To do: What follows is a set of records; restate each one word for word and drop the pictures.

Material for the task:
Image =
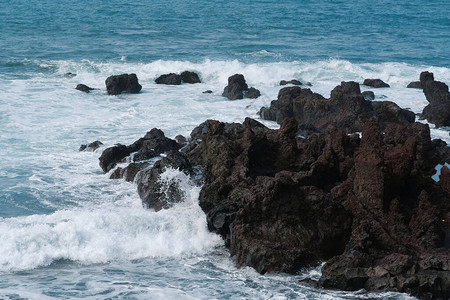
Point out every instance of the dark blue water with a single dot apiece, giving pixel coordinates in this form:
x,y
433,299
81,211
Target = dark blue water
x,y
67,230
416,32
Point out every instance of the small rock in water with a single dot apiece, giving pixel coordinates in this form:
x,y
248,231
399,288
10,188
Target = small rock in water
x,y
414,85
83,88
293,81
377,83
70,75
125,83
190,77
252,93
368,95
169,79
91,147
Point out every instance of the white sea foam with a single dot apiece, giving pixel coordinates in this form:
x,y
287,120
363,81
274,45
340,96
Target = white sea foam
x,y
102,234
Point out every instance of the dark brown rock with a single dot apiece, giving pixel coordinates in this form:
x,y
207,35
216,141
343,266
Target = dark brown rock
x,y
293,82
83,88
190,77
91,146
112,155
414,85
376,83
125,83
437,94
169,79
236,87
346,109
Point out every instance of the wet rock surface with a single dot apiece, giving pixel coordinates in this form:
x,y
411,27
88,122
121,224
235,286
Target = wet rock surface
x,y
366,206
124,83
438,96
83,88
376,83
177,79
237,88
346,108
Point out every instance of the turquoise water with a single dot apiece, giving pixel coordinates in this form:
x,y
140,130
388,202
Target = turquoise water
x,y
414,32
67,231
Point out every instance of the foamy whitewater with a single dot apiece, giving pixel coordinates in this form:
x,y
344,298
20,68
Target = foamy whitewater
x,y
67,231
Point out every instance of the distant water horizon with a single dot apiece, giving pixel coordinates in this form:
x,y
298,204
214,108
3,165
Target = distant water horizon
x,y
70,232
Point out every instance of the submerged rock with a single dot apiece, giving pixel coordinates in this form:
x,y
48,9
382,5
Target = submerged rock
x,y
84,88
365,206
237,88
169,79
368,95
346,108
125,83
293,81
91,146
438,96
190,77
376,83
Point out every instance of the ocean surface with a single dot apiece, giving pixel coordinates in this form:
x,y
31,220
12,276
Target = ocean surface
x,y
69,232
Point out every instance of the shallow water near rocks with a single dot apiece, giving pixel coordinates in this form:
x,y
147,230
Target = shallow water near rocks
x,y
67,231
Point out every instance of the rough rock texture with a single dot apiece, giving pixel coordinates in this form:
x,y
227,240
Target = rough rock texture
x,y
237,88
293,81
437,94
177,79
252,93
368,95
190,77
414,85
346,108
83,88
169,79
125,83
376,83
368,206
151,145
91,146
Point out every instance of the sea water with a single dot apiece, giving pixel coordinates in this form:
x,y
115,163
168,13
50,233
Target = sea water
x,y
66,230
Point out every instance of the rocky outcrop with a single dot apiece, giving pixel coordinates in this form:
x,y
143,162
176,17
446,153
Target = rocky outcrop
x,y
438,96
177,79
366,206
158,194
414,85
190,77
169,79
368,95
237,88
83,88
346,108
91,146
376,83
293,82
125,83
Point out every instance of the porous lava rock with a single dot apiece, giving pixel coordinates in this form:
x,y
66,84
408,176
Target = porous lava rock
x,y
91,146
376,83
345,109
169,79
124,83
83,88
237,88
177,79
293,82
366,206
438,96
190,77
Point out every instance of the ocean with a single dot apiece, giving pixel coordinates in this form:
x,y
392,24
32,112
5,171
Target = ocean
x,y
67,231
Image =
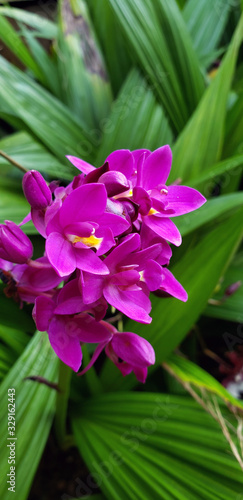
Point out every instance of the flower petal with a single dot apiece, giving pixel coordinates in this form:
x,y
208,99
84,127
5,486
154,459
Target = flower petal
x,y
134,304
123,250
81,164
69,300
66,347
60,253
85,203
116,223
156,168
121,160
133,349
172,286
164,228
43,312
183,199
92,287
87,260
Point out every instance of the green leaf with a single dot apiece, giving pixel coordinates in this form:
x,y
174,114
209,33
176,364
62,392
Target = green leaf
x,y
206,22
46,64
12,343
44,27
45,116
209,212
85,86
34,410
231,308
142,445
192,374
161,44
233,142
136,121
11,314
221,172
199,271
13,206
30,154
112,42
14,42
200,143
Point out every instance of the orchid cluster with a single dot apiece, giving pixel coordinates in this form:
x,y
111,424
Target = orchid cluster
x,y
107,238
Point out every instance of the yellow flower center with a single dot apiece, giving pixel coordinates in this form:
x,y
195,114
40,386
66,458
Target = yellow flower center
x,y
152,211
91,241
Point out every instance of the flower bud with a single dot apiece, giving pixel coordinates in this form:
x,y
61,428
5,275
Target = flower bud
x,y
15,246
36,191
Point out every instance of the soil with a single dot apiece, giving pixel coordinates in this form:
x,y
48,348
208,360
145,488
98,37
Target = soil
x,y
61,475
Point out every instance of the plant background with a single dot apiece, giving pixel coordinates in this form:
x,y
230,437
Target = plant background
x,y
99,75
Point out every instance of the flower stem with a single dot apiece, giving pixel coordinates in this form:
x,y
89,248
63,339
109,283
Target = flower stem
x,y
92,379
64,380
11,160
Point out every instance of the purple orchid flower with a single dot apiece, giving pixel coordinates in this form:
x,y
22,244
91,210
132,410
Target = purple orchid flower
x,y
66,332
15,246
133,273
80,225
128,351
36,191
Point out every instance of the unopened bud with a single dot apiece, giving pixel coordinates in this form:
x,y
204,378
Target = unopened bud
x,y
36,191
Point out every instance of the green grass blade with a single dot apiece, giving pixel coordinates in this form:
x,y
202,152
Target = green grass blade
x,y
84,83
34,413
160,43
45,116
130,441
200,143
112,42
206,22
44,27
209,212
199,271
231,308
14,42
136,121
191,373
30,154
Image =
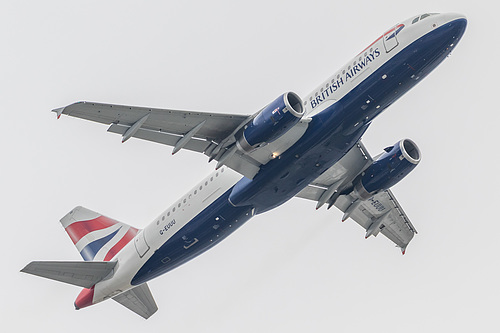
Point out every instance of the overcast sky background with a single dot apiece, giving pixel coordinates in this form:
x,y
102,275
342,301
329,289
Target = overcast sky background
x,y
293,269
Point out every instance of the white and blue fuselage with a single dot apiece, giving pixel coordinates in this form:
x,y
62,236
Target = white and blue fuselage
x,y
340,111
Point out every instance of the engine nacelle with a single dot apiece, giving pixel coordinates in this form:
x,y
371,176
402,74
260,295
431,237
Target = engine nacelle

Answer below:
Image =
Point out every instance of the dark blue water with a single dot apiece, giving pixel coordinates in this form:
x,y
433,299
81,211
Target = dark blue water
x,y
67,230
416,32
Point out every instance of the small rock in water with a single dot apiece, giving pixel coordinates in this form:
x,y
248,231
399,288
10,188
Target = small rock in water
x,y
414,85
83,88
293,81
377,83
70,75
125,83
190,77
252,93
368,95
169,79
91,147
Point out every instance of the white sea foam with a single dot apiece, giving pixel coordinates in this form:
x,y
287,120
363,81
274,45
340,96
Target = white sea foam
x,y
102,234
Point out every instance of the dark brown rock with a single dot apiece, giving pixel coordinates in this form:
x,y
207,35
216,141
343,266
Target = dark brown rock
x,y
293,82
83,88
190,77
91,146
112,155
414,85
376,83
125,83
437,94
169,79
236,87
346,109
Point out every instance of the wet rock surface with a single dot apiece, giving pixel coordinates in this form:
x,y
411,27
88,122
121,224
235,286
Target = wet rock surface
x,y
366,206
124,83
438,96
83,88
376,83
177,79
237,88
346,108
Point out every instance of the turquoise water with a single dot apiece, giving pixel coordinates in this form:
x,y
140,130
388,202
Target = turquoise water
x,y
414,32
67,231
Point out every instance of the foamy whitewater with a single dot apiece, giving pixel coordinates in this form:
x,y
344,298
20,68
Target = foamy whitewater
x,y
67,231
Point out every instance of the distant water horizon with a single dot apiece, giving pixel coordinates in this form:
x,y
298,204
214,108
3,165
Target = distant water horizon
x,y
70,232
Point out every instance of the submerged rock with a single dot apiece, giving pixel coordinates in this form:
x,y
48,9
382,5
Target = submerged rock
x,y
84,88
365,206
237,88
169,79
368,95
346,108
125,83
293,81
91,146
438,96
190,77
376,83
Point out every instance of the ocean surface with a single dot apiece, giving pixel coordinates in this form:
x,y
31,220
12,276
Target = ocean surface
x,y
69,232
Point out every instance of the shallow water near rocks with a single dot apiece, giving pixel coordinates in this form:
x,y
147,230
Target = shallow water near rocks
x,y
67,231
Point out every instance of the rough rock texture with a single dot apiece, giving pixel coordinates in this form:
x,y
227,240
Target = rough rock texture
x,y
237,88
293,81
437,94
177,79
252,93
368,95
190,77
414,85
346,108
83,88
169,79
125,83
376,83
368,206
151,145
91,146
Point out every instance of the sea water with a single dot apiece, giving pixel coordinates in this form:
x,y
115,163
168,13
50,233
Target = sea water
x,y
66,230
Point out every instance of the rocky outcrop with a single dot apiece, giving pixel coordinates in this form:
x,y
143,162
176,17
446,153
Target = rocky outcrop
x,y
438,96
177,79
366,206
158,194
414,85
190,77
169,79
368,95
237,88
83,88
346,108
91,146
376,83
293,82
125,83
Point out every instance of the porous lava rock with a single dot apiece, giving pixel coordinates in this form:
x,y
66,84
408,176
Target = porous lava rock
x,y
91,146
376,83
345,109
169,79
124,83
83,88
237,88
177,79
293,82
366,206
438,96
190,77
Point out every instance of the ocean with a single dot apiece, giving pixel coordinates in this form:
x,y
392,24
32,112
5,171
Target = ocean
x,y
67,231
Image =
Point out every instance of the flower petal with a single dot apiece, giving pixel coordinates in this form:
x,y
208,99
84,127
5,486
154,459
Target = flower petal
x,y
134,304
123,250
81,164
69,300
66,347
60,253
85,203
116,223
156,168
121,160
133,349
172,286
164,228
43,312
183,199
92,287
87,260
Point out every instance of the green leaf with a single dot apiece, giving pixel coordinates in this form:
x,y
174,114
209,33
176,364
62,392
Target = green leaf
x,y
206,22
46,64
12,343
44,27
45,116
209,212
85,86
34,410
231,308
142,445
192,374
161,44
233,142
136,121
11,314
221,172
199,271
13,206
30,154
112,42
14,42
200,143
Point out every instance of the orchid cluster with a single dot apiece, giving pixel coordinates in this form:
x,y
111,424
Target = orchid cluster
x,y
107,238
Point out every instance of the yellow flower center with a single dot apiece, giving pixel coordinates in this form:
x,y
195,114
40,386
66,458
Target = yellow flower center
x,y
152,211
91,241
Point out every instance of the flower bud with a single dot apiece, giving pixel coordinates in this form:
x,y
61,428
5,275
Target = flower bud
x,y
15,246
36,191
Point out every instance of the soil with a single dot apiece, giving pixel coordinates in this form:
x,y
48,348
208,360
145,488
98,37
Target = soil
x,y
61,475
Point out every instance of the plant background with a single dot apiece, giving pixel coordinates in this form:
x,y
230,437
Target = plant background
x,y
99,75
Point out every instance of the flower stem with a single dot apiece, giving pixel coordinates in this form:
x,y
89,248
63,339
109,283
Target = flower stem
x,y
92,379
64,380
11,160
Point out every instance of the purple orchid flower with a single dot apiece, giving pixel coordinates in this form:
x,y
22,244
91,210
132,410
Target = purple orchid flower
x,y
66,332
15,246
133,273
80,225
128,351
36,191
Point out every instance of the unopened bud with a single dot apiece, giving pixel coordinates in this form:
x,y
204,378
Target = unopened bud
x,y
36,191
Point out every instance of the green grass blade with a single dot apiece, giving pixel coordinates in this form:
x,y
202,152
Target = green grass blade
x,y
84,83
34,413
160,43
45,116
130,441
200,143
112,42
206,22
44,27
209,212
199,271
231,308
14,42
136,121
191,373
30,154
Image =
Point out every instance of the overcast sky background with a single dot apiece, giving pixel coordinates in this form:
x,y
102,275
342,301
329,289
Target = overcast sky background
x,y
293,269
Point out every instance of the white and blue fuselage with a single dot apiece, giving pixel coordinates in this form:
x,y
62,236
Target = white and blue fuselage
x,y
340,111
Point out every instance of the engine nacelle with a single dot apiece, giving pixel coordinates in this form:
x,y
371,176
402,74
260,295
431,237
Target = engine nacelle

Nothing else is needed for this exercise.